Dans le rôle de l'avocat véreux aux pulsions assassines, nous retrouvons Pascal Elso, un artiste aux multiples talents (acteur de théâtre, cinéma, télévision, metteur en scène, mime, clown...) et dans celui du vieux Corbaccio, un autre acteur de la Comédie-Française également metteur en scène, Yves Gasc, que l'on a déjà pu voir sur les planches (Œdipe d'André Gide, Le Malade imaginaire, Les Précieuses ridicules et L'Avare de Molière, Lorenzaccio d'Alfred de Musset, L'Importance d'être constant d'Oscar Wilde) et sur grand écran (Des journées entières dans les arbres de Marguerite Duras).

###

- **Consigne 1**
Selon l'extrait choisi, quel acteur tient le rôle du vieux Corbaccio ?

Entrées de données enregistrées
###

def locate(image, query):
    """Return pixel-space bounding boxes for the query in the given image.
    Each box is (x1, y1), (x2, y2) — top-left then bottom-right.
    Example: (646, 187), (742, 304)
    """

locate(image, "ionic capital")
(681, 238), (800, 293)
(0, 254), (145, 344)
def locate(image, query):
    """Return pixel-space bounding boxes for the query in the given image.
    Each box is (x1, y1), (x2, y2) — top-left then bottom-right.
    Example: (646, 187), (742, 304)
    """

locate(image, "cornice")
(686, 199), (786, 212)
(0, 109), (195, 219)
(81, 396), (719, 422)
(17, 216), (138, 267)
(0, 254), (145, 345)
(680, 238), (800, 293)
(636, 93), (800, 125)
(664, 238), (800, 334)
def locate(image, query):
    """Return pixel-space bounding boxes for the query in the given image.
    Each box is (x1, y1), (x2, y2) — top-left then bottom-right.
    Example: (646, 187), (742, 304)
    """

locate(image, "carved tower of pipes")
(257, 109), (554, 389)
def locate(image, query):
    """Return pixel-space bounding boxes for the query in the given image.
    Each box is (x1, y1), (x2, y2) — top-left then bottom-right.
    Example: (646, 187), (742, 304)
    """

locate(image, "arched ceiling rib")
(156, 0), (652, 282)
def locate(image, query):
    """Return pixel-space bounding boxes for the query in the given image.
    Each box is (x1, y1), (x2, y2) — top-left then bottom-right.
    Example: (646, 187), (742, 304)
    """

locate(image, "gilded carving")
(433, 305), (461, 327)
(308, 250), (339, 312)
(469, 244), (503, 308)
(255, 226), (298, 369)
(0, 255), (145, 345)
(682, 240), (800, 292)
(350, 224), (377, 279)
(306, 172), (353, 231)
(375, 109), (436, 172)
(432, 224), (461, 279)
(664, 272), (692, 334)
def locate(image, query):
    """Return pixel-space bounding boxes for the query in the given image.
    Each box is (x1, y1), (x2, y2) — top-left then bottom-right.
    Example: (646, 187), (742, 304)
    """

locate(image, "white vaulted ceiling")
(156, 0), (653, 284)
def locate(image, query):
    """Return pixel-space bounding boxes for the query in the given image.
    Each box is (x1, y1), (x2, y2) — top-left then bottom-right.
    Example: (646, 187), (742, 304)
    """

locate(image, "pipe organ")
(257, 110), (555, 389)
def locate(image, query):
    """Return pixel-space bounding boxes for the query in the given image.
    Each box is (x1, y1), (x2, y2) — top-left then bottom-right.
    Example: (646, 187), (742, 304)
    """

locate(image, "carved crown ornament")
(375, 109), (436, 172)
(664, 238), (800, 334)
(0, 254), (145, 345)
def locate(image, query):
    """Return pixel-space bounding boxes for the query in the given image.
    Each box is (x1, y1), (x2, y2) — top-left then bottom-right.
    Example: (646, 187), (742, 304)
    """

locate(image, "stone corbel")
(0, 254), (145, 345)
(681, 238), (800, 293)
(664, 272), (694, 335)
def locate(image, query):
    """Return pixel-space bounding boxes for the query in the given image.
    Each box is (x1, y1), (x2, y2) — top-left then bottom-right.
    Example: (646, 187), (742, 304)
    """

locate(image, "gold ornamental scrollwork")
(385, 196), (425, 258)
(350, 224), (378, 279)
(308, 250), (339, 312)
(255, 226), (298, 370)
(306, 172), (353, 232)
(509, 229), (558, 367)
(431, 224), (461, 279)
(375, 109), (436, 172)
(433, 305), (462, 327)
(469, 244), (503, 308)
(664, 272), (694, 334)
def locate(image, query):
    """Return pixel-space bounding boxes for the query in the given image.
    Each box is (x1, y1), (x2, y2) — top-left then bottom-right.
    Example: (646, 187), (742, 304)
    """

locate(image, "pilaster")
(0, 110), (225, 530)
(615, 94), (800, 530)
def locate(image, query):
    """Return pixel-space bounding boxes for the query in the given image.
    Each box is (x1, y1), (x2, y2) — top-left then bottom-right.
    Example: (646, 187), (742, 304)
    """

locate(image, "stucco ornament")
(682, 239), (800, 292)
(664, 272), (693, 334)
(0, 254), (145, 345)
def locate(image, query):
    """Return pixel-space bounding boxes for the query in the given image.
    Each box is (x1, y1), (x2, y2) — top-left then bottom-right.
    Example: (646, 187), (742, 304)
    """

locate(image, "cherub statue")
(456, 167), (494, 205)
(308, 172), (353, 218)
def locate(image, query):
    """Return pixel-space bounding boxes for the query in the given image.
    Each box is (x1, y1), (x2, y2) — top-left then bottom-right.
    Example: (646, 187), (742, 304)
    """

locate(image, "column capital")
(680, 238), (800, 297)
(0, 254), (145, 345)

###

- **Consigne 2**
Mettez à l'échelle les enregistrements en commençant par leur première ligne et en allant jusqu'à la ligne contenant « (156, 0), (652, 282) », incluse. Recopiez toutes ces lignes, requêtes comprises, en multipliant par 0,75 chaque coordonnée des réponses et en arrondissant à l'entier, les demis vers le haut.

- **Solution complète 1**
Yves Gasc.

- **Solution complète 2**
def locate(image, query):
    """Return pixel-space bounding boxes for the query in the given image.
    Each box is (x1, y1), (x2, y2) — top-left then bottom-right.
    Example: (646, 187), (742, 304)
    """

locate(image, "ionic capital")
(511, 179), (600, 220)
(0, 191), (109, 258)
def locate(image, query):
    """Return pixel-space bounding boxes for the query in the given image.
    Each box is (x1, y1), (x2, y2) — top-left then bottom-right.
    Example: (646, 187), (742, 304)
    """

locate(image, "cornice")
(515, 149), (590, 159)
(0, 82), (146, 164)
(61, 297), (539, 317)
(13, 162), (104, 200)
(0, 191), (109, 259)
(510, 179), (600, 220)
(477, 70), (600, 94)
(498, 179), (600, 251)
def locate(image, query):
    """Return pixel-space bounding boxes for the query in the given image.
    Each box is (x1, y1), (x2, y2) — top-left then bottom-right.
    Example: (646, 187), (742, 304)
    """

locate(image, "carved tower of pipes")
(193, 82), (416, 292)
def locate(image, query):
    """Return pixel-space bounding boxes for the query in the given image.
    Each box is (x1, y1), (x2, y2) — top-left then bottom-right.
    Example: (646, 187), (742, 304)
    """

locate(image, "arched ceiling rib")
(117, 0), (489, 212)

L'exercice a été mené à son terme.